DATA SUPPLIED
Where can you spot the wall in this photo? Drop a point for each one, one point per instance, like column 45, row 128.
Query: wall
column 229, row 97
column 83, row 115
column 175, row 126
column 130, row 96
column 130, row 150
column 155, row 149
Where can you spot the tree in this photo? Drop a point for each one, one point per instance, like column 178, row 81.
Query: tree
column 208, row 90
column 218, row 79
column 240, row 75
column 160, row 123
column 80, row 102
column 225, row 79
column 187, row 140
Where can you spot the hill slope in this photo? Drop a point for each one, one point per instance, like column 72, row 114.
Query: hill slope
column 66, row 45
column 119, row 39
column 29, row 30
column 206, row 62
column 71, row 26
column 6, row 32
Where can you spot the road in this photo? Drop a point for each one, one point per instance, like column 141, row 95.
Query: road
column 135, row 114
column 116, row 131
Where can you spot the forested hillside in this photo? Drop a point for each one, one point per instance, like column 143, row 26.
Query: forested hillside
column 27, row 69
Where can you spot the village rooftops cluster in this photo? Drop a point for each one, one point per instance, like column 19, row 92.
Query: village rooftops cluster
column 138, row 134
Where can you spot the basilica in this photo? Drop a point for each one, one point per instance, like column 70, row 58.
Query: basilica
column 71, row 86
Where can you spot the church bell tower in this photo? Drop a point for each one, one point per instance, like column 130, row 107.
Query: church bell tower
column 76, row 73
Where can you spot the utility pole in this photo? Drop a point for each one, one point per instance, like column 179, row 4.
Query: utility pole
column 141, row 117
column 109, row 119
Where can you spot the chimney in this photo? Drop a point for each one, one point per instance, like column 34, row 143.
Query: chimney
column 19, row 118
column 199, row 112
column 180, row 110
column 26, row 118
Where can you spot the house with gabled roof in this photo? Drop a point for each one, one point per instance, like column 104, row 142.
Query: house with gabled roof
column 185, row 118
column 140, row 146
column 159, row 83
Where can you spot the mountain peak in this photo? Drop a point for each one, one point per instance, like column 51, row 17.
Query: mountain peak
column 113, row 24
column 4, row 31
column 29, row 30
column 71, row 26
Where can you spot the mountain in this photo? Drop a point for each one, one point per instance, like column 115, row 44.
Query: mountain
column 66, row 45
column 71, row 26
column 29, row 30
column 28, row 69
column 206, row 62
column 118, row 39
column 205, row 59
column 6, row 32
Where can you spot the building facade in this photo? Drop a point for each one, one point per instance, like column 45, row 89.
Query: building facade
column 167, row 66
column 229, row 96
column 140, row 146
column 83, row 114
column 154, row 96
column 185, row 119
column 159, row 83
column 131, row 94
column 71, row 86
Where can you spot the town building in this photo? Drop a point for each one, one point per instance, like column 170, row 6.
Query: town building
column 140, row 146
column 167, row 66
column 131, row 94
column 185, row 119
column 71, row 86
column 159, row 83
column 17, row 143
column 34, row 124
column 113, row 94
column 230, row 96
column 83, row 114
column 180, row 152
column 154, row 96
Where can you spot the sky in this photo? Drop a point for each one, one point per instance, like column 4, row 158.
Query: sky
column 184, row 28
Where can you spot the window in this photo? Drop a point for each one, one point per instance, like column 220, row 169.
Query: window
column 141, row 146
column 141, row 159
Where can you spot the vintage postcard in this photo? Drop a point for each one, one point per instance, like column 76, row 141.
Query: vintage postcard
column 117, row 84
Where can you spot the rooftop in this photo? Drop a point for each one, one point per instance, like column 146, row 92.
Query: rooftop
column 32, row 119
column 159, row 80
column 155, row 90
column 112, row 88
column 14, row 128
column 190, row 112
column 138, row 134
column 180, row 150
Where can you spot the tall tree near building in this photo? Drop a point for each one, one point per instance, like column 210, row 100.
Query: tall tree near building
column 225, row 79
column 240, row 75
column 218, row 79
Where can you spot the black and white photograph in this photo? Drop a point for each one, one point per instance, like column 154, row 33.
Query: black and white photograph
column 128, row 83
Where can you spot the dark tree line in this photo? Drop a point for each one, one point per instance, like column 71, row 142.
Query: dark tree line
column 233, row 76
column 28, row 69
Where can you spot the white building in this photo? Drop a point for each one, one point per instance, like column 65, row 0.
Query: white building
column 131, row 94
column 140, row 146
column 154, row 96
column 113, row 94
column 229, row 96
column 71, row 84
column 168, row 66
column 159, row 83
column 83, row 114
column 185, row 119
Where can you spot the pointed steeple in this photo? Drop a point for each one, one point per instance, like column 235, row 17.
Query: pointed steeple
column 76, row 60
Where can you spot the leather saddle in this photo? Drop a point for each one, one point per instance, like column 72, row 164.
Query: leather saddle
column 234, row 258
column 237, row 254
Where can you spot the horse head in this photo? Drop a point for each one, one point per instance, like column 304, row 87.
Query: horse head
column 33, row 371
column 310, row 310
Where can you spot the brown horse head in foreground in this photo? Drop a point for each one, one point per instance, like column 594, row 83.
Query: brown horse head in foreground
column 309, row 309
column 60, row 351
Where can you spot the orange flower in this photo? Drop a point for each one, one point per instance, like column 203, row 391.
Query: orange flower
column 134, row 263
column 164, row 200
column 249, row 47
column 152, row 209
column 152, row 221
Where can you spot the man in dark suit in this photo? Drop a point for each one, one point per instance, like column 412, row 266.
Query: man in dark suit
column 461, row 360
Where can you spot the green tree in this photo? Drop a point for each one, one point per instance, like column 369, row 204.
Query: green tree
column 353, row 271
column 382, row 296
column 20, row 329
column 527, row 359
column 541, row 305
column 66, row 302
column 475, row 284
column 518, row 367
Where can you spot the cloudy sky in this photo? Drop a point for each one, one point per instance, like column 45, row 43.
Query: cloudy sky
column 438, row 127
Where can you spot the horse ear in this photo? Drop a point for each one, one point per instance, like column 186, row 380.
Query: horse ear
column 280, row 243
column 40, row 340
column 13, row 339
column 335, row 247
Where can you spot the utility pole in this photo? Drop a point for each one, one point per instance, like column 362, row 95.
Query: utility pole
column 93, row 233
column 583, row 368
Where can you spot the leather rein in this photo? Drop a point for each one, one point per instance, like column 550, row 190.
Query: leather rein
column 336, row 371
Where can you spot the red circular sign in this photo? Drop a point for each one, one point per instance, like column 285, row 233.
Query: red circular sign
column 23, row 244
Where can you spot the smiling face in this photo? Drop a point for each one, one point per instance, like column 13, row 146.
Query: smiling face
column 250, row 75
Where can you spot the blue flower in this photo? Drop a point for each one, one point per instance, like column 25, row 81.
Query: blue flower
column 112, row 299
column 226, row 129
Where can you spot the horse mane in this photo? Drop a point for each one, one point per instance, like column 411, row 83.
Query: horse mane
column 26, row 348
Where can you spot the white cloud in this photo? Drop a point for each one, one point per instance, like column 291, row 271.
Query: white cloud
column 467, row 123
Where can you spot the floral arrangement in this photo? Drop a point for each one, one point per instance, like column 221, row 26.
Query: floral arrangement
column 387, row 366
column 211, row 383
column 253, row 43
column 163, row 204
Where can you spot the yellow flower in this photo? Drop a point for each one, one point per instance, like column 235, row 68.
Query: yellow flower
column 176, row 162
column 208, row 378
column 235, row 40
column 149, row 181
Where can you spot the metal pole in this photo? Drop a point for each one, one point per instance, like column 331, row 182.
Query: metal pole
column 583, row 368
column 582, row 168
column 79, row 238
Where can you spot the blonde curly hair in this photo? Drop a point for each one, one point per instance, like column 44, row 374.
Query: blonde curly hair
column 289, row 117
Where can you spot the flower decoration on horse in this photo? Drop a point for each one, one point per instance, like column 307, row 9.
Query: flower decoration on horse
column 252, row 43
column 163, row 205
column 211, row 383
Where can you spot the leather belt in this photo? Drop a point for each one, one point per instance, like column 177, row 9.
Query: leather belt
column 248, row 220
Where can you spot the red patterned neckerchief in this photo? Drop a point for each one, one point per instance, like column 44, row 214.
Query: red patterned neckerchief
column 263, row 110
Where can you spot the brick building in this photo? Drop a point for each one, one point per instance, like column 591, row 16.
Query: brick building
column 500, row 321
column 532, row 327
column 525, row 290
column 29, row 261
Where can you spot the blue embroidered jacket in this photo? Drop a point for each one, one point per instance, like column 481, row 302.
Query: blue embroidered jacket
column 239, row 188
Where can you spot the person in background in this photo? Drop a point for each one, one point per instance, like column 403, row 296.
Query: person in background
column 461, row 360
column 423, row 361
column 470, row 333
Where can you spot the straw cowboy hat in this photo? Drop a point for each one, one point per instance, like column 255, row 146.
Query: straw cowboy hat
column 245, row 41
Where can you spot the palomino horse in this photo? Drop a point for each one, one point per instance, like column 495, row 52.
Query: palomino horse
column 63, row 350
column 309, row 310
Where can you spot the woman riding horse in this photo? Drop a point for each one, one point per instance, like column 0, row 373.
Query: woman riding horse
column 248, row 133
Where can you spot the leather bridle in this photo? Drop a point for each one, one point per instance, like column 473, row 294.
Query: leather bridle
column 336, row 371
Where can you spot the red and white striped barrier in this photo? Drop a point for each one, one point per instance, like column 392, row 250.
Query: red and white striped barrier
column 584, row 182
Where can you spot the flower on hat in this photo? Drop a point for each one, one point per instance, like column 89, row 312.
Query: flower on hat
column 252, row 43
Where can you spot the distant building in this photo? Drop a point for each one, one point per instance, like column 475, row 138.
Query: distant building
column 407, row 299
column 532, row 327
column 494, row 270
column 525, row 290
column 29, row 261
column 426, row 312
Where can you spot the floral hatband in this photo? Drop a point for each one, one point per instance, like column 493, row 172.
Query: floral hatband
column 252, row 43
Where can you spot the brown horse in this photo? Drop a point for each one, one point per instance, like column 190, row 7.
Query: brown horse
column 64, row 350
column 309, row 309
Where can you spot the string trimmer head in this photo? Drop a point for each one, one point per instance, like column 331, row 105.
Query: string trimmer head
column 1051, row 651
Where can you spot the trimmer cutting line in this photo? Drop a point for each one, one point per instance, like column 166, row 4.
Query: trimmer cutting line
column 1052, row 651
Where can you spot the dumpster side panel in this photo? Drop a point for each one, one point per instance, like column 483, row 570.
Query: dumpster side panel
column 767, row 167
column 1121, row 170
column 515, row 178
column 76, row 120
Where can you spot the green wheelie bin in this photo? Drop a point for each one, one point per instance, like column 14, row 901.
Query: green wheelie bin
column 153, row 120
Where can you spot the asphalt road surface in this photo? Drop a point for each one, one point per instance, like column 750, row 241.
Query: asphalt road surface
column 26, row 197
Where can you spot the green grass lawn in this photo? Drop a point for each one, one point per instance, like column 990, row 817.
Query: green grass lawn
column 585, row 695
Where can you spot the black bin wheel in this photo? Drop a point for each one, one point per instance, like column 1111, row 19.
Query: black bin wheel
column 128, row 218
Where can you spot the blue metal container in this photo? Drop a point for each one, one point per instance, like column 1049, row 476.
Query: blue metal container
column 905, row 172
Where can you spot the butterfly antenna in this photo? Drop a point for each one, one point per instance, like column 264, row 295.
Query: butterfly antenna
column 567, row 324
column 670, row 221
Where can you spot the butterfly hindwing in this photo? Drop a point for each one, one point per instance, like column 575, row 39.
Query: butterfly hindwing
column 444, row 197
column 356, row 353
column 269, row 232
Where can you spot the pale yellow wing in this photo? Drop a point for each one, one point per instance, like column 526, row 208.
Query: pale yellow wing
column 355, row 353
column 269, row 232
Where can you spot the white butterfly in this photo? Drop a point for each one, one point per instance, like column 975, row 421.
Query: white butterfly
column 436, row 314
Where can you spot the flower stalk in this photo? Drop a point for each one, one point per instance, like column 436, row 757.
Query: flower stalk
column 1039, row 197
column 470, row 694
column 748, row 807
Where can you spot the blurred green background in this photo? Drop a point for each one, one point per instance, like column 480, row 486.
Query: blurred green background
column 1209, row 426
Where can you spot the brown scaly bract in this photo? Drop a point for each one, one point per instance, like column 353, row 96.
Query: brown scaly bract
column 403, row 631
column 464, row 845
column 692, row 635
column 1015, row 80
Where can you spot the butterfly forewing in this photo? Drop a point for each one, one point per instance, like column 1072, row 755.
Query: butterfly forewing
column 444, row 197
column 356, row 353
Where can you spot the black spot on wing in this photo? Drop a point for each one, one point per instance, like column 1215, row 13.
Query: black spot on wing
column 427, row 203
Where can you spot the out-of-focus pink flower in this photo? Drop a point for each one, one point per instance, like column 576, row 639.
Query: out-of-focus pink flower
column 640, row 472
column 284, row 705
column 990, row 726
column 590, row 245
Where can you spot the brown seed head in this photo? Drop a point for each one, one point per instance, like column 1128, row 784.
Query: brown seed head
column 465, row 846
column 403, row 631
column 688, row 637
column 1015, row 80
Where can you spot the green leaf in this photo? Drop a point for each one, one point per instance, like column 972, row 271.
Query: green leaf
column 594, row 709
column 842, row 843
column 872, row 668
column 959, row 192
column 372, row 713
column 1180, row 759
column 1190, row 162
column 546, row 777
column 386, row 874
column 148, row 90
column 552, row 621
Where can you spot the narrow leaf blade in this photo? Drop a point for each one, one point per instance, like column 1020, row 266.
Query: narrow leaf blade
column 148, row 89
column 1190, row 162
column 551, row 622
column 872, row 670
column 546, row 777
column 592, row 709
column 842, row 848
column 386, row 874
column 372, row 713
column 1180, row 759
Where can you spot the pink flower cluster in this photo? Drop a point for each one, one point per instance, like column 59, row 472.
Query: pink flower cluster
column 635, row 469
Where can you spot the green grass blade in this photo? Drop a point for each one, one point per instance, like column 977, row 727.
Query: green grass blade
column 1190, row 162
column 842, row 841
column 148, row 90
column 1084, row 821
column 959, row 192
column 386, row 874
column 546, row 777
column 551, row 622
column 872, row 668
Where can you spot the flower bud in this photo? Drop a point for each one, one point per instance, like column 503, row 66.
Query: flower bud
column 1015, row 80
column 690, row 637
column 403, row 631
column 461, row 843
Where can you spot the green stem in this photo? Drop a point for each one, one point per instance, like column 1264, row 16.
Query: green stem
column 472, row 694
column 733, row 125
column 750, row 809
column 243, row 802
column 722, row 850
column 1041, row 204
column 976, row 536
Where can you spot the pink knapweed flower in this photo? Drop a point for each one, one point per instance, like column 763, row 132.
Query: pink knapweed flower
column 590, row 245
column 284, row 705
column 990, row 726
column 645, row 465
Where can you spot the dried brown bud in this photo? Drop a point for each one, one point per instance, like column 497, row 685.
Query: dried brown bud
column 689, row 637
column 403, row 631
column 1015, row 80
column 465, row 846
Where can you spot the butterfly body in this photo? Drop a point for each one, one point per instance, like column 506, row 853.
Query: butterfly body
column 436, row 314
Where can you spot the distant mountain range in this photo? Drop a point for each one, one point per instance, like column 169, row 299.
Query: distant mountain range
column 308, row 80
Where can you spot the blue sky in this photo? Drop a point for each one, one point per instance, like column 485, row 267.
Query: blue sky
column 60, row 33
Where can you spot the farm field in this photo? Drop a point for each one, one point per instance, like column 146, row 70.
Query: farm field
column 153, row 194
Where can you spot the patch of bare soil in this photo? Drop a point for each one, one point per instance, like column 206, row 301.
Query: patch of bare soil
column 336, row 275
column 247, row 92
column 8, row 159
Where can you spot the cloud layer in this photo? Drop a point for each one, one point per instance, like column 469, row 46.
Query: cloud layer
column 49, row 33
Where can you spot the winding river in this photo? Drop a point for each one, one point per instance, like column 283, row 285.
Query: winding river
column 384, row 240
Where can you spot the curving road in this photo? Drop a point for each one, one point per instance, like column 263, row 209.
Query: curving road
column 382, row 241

EXERCISE TASK
Turn the part of the lines above that opens with the line containing "Where can you spot the dark" and closes with the line containing "column 60, row 351" into a JSON list of strings, one string per line, with both end lines included and blank lines left out.

WRITTEN RESPONSE
[
  "Where can you spot the dark tree line in this photo? Drop a point for each one, one point per instance, like column 71, row 142.",
  "Query: dark tree line",
  "column 233, row 76",
  "column 28, row 69",
  "Where can you spot the white building in this photo? Drop a point for each one, one point per instance, like column 65, row 0.",
  "Query: white building",
  "column 131, row 94",
  "column 140, row 146",
  "column 154, row 96",
  "column 113, row 94",
  "column 229, row 96",
  "column 71, row 84",
  "column 168, row 66",
  "column 159, row 83",
  "column 83, row 114",
  "column 185, row 119",
  "Where can you spot the pointed steeple in this photo? Drop a point for each one, one point per instance, like column 235, row 17.",
  "Query: pointed steeple",
  "column 76, row 60",
  "Where can you spot the leather saddle in this photo? Drop a point for each one, one point per instance, like column 72, row 164.",
  "Query: leather saddle",
  "column 234, row 258",
  "column 237, row 254",
  "Where can you spot the horse head in this photo? Drop a point for each one, one point per instance, like column 304, row 87.",
  "Query: horse head",
  "column 33, row 371",
  "column 310, row 310",
  "Where can you spot the brown horse head in foreground in this photo? Drop a point for each one, one point per instance, like column 594, row 83.",
  "Query: brown horse head in foreground",
  "column 309, row 309",
  "column 60, row 351"
]